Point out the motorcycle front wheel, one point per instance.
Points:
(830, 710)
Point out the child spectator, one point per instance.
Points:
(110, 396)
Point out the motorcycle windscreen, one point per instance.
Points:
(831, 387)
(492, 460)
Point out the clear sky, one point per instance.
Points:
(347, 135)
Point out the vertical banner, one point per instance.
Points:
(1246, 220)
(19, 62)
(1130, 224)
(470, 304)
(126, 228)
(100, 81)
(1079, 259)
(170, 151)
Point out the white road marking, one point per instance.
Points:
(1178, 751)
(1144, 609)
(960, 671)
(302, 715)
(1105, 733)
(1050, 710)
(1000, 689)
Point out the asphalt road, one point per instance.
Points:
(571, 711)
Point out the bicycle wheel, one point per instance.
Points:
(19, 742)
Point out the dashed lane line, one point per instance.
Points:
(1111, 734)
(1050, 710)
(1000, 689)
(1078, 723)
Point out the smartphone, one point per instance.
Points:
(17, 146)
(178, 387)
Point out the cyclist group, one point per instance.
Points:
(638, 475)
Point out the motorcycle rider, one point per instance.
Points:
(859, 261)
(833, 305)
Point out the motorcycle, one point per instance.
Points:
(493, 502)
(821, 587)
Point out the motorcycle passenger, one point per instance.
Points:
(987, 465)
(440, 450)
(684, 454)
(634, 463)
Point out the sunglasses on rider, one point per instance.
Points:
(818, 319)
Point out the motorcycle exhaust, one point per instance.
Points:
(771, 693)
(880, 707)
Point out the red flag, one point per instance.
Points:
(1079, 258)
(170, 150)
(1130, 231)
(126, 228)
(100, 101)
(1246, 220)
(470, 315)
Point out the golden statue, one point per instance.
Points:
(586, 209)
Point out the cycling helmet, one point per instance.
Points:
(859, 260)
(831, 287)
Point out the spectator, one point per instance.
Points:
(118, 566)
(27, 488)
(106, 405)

────────────────────────────────────────

__Your instructions__
Word for word, restate each of the records above.

__Result of this task__
Point out the motorcycle front wheel, one point per instance.
Points:
(830, 710)
Point out the child spectator, one point per instance.
Points:
(110, 396)
Point out the motorcycle windscreen, one point per instance.
Points:
(831, 387)
(492, 460)
Point out the clear sky, one point per instance.
Points:
(347, 135)
Point out the vertical banner, one point per instance.
Points:
(1246, 220)
(19, 62)
(1130, 224)
(470, 304)
(126, 228)
(100, 81)
(1079, 259)
(170, 151)
Point out the white road marking, one point per instance.
Points:
(1178, 751)
(1144, 609)
(960, 671)
(302, 715)
(1105, 733)
(1050, 710)
(1000, 689)
Point out the asphalt road, one point per instance.
Points:
(571, 711)
Point out the bicycle wheel, one point per instance.
Points:
(19, 742)
Point out the dashed lane line, one point per instance.
Points:
(1111, 734)
(1050, 710)
(1000, 689)
(1078, 723)
Point out the smartphone, one point per instance.
Points:
(17, 146)
(178, 387)
Point out the cyclist group, one point per instance.
Points:
(638, 475)
Point out the motorcycle rider, one point per instance.
Points:
(859, 261)
(833, 305)
Point out the motorcycle, one point per instance.
Points:
(493, 502)
(821, 587)
Point out the motorcycle passenger, one point per instance.
Points:
(987, 465)
(440, 450)
(684, 454)
(634, 463)
Point out the sunglasses on rider, one point per instance.
Points:
(818, 319)
Point out the motorcycle exhaust, one point per instance.
Points:
(771, 693)
(880, 707)
Point out the red flag, one point per instance.
Points:
(1079, 258)
(170, 150)
(1130, 231)
(126, 228)
(100, 101)
(1246, 220)
(470, 315)
Point out the golden statue, one point per instance.
Points:
(586, 209)
Point out the cycling helmet, one point per instance.
Points:
(859, 260)
(831, 287)
Point out the spectator, one point per instance.
Points:
(118, 566)
(27, 488)
(106, 405)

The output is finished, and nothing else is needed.